■ What you are asked to do ■
Copy the passage on plant senses word for word from "Pollan says plants" to "to send signals.".

■ Text excerpt ■
And we assume you need ears to hear. But researchers, says Pollan, have played a recording of a caterpillar munching on a leaf to plants – and the plants react. They begin to secrete defensive chemicals – even though the plant isn't really threatened, Pollan says. "It is somehow hearing what is, to it, a terrifying sound of a caterpillar munching on its leaves."

Pollan says plants have all the same senses as humans, and then some. In addition to hearing, taste, for example, they can sense gravity, the presence of water, or even feel that an obstruction is in the way of its roots, before coming into contact with it. Plant roots will shift direction, he says, to avoid obstacles.

So what about pain? Do plants feel? Pollan says they do respond to anesthetics. "You can put a plant out with a human anesthetic. ... And not only that, plants produce their own compounds that are anesthetic to us." But scientists are reluctant to go as far as to say they are responding to pain.

How plants sense and react is still somewhat unknown. They don't have nerve cells like humans, but they do have a system for sending electrical signals and even produce neurotransmitters, like dopamine, serotonin and other chemicals the human brain uses to send signals.

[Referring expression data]
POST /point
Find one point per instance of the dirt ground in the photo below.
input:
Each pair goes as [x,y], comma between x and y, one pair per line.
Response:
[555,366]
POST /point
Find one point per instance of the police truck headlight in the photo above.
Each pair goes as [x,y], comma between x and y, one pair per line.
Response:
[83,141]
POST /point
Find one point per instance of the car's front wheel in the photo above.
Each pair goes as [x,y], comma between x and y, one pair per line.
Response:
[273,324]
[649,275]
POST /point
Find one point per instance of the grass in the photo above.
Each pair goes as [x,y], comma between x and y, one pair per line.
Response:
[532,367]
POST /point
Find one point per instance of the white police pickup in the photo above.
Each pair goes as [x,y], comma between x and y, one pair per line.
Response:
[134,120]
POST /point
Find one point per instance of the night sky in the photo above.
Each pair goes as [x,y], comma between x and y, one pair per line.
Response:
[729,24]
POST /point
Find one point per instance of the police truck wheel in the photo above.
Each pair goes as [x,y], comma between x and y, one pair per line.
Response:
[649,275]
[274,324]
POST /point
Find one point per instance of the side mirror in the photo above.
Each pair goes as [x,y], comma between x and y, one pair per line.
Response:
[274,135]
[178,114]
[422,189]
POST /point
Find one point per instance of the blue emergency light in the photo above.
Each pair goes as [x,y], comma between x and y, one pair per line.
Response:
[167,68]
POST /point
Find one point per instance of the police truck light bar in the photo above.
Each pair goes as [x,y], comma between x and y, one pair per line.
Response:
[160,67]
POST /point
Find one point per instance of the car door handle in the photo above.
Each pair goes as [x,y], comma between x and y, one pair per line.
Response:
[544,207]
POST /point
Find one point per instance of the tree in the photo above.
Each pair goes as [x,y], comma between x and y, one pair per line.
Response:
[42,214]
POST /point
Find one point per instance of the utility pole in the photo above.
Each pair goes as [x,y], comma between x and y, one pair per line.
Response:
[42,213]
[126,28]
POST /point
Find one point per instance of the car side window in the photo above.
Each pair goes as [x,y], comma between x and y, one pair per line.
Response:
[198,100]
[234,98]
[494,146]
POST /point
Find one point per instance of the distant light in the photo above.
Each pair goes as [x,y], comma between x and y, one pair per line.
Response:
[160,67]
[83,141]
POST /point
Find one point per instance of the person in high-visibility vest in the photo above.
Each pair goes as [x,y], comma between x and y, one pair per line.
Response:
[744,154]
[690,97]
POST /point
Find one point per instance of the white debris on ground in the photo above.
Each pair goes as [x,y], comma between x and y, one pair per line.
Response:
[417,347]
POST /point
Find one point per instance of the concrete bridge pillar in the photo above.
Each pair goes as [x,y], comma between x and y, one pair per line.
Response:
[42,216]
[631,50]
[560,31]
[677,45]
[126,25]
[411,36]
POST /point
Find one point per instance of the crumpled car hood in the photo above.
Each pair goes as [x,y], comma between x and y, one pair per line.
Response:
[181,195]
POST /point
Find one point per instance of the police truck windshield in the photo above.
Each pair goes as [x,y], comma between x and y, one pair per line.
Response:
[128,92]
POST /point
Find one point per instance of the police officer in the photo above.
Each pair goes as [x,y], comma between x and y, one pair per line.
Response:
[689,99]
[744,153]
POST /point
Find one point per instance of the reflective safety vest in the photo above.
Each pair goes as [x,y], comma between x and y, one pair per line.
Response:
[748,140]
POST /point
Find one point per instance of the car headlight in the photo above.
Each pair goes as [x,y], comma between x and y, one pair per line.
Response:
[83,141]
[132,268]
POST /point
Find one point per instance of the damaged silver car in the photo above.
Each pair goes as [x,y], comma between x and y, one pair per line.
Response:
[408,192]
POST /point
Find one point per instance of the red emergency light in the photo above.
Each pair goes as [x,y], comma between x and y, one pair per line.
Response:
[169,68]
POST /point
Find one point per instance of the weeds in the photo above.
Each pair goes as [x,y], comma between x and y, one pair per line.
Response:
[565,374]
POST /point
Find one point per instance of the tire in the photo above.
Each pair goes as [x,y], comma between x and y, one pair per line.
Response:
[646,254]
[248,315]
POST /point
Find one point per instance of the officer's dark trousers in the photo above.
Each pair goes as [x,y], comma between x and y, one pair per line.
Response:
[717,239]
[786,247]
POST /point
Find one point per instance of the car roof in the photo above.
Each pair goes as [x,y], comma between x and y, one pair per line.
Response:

■ Reply ■
Pollan says plants have all the same senses as humans, and then some. In addition to hearing, taste, for example, they can sense gravity, the presence of water, or even feel that an obstruction is in the way of its roots, before coming into contact with it. Plant roots will shift direction, he says, to avoid obstacles.

So what about pain? Do plants feel? Pollan says they do respond to anesthetics. "You can put a plant out with a human anesthetic. ... And not only that, plants produce their own compounds that are anesthetic to us." But scientists are reluctant to go as far as to say they are responding to pain.

How plants sense and react is still somewhat unknown. They don't have nerve cells like humans, but they do have a system for sending electrical signals and even produce neurotransmitters, like dopamine, serotonin and other chemicals the human brain uses to send signals.